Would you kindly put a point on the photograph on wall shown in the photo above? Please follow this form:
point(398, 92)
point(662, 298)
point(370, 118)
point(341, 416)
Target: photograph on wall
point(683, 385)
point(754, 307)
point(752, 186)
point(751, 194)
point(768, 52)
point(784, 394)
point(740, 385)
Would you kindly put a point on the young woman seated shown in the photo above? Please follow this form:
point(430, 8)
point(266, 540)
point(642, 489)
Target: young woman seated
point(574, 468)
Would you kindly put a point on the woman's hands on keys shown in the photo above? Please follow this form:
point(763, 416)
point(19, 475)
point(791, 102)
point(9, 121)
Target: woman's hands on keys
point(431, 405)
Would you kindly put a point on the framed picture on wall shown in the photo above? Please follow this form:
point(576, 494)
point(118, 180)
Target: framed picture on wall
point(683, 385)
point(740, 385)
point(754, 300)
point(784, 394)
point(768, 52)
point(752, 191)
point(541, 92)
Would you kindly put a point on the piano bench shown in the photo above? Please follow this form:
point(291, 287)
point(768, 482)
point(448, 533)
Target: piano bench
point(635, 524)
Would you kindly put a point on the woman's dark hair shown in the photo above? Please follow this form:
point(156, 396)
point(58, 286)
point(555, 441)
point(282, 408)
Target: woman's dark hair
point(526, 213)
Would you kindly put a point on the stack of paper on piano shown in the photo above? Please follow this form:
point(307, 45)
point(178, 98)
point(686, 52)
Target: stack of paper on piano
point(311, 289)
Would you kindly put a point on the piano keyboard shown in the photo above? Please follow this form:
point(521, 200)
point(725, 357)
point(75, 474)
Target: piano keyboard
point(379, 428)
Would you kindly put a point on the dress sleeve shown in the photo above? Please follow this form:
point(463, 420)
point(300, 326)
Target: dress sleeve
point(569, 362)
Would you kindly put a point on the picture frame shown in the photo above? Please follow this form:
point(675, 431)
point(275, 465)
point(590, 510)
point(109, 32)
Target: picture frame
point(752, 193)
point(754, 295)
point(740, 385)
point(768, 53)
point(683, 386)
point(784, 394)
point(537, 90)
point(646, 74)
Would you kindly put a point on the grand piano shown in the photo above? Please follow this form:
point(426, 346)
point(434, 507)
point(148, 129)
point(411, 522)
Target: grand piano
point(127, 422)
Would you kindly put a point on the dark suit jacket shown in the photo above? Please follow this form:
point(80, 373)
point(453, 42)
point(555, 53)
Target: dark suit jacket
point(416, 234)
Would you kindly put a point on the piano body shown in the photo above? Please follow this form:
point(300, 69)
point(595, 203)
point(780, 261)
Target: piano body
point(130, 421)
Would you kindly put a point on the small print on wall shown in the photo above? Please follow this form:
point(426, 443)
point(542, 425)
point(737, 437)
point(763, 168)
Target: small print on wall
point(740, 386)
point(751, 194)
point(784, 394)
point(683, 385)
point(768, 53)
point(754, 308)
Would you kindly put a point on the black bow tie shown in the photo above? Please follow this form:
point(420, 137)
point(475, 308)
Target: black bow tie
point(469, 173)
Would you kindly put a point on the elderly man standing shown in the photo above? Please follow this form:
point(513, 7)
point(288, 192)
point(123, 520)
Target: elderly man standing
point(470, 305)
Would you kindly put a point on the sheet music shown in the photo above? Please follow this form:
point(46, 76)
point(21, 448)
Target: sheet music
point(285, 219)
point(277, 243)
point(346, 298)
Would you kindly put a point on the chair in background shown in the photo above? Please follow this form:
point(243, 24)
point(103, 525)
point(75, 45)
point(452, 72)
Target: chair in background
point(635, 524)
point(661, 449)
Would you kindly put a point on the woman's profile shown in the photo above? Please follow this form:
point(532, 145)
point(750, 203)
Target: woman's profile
--------------------
▶ **Given instruction**:
Switch every "put a point on" in the listing above to "mark", and reproduce all of its lines with nothing else changed.

▶ **Right answer**:
Would you kindly mark the photograph on wall shown in the photo above? Please follow this form:
point(398, 92)
point(662, 298)
point(370, 118)
point(341, 416)
Target: photograph on wall
point(683, 385)
point(754, 307)
point(752, 186)
point(751, 194)
point(768, 52)
point(784, 394)
point(740, 385)
Would you kindly mark the young woman seated shown in the photo above? Please follow this form:
point(430, 8)
point(266, 540)
point(642, 489)
Target: young woman seated
point(574, 468)
Would you kindly mark the woman's hands on keys shown in the photo above? Please follow this form:
point(763, 416)
point(19, 475)
point(791, 102)
point(9, 121)
Target: woman's hands on keys
point(431, 405)
Would you kindly mark the framed picture on wall shown in the photo above? Please follow this form:
point(576, 494)
point(118, 180)
Target: framed picture on wall
point(683, 385)
point(740, 385)
point(754, 300)
point(784, 394)
point(768, 52)
point(752, 191)
point(541, 92)
Would you kindly mark the piano bench shown in the photo above? Please follow this form:
point(291, 287)
point(768, 482)
point(448, 533)
Target: piano bench
point(635, 524)
Would you kindly mark the woman's dark hair shown in the photo above? Please follow this form:
point(156, 396)
point(58, 286)
point(555, 441)
point(282, 408)
Target: woman's dark hair
point(526, 213)
Would you kindly mark the stack of paper on piano shown in the photo above? Please follow this form:
point(307, 45)
point(178, 98)
point(686, 52)
Target: stack of paper on piano
point(311, 289)
Would you kindly mark the piano keyboard shown in the photo above? Please follow this form:
point(521, 200)
point(725, 357)
point(75, 474)
Target: piano keyboard
point(379, 428)
Would you kindly mark the dress sleeve shown in the photo above? Please follow this form:
point(463, 420)
point(300, 326)
Target: dress sleeve
point(569, 362)
Would you kindly mark the picture frame shown in the photo above? Please follow this form:
point(675, 431)
point(275, 465)
point(590, 510)
point(109, 32)
Target: picture frame
point(752, 193)
point(754, 295)
point(740, 385)
point(768, 53)
point(683, 386)
point(784, 394)
point(537, 90)
point(646, 74)
Would you kindly mark the grand piano shown in the photo above? Please follow this form:
point(426, 346)
point(434, 507)
point(148, 129)
point(411, 522)
Target: grand piano
point(127, 422)
Would you kindly mark the dark suit jacket shown in the photo above? Please follow this form:
point(80, 373)
point(453, 42)
point(555, 53)
Target: dark suit jacket
point(416, 234)
Would you kindly mark the piano body shown in the photo above? Please follow this form:
point(300, 69)
point(595, 203)
point(780, 261)
Target: piano body
point(130, 421)
Would you kindly mark the small print on wall shown in the photo above? Please follow this form:
point(426, 443)
point(542, 425)
point(737, 437)
point(763, 168)
Target: small print on wall
point(740, 386)
point(751, 194)
point(784, 394)
point(683, 385)
point(768, 53)
point(754, 308)
Would you kindly mark the black bow tie shown in the photo above? Please follow this form:
point(420, 137)
point(475, 308)
Target: black bow tie
point(469, 173)
Would you kindly mark the elderly man standing shown in the photo above? Please follow this form:
point(513, 7)
point(288, 192)
point(123, 520)
Target: elderly man standing
point(470, 305)
Would you kindly mark the sheet music shown in the photo above? Please follow this form:
point(46, 76)
point(21, 448)
Target: sheet music
point(285, 219)
point(277, 243)
point(346, 298)
Would you kindly mark the chair in background shown in the photo above? Please follow this form:
point(243, 24)
point(103, 525)
point(75, 45)
point(452, 72)
Target: chair in background
point(635, 524)
point(661, 449)
Would you kindly mark the woman's profile shown in the photo above? Please follow this form:
point(532, 145)
point(750, 203)
Target: woman's profile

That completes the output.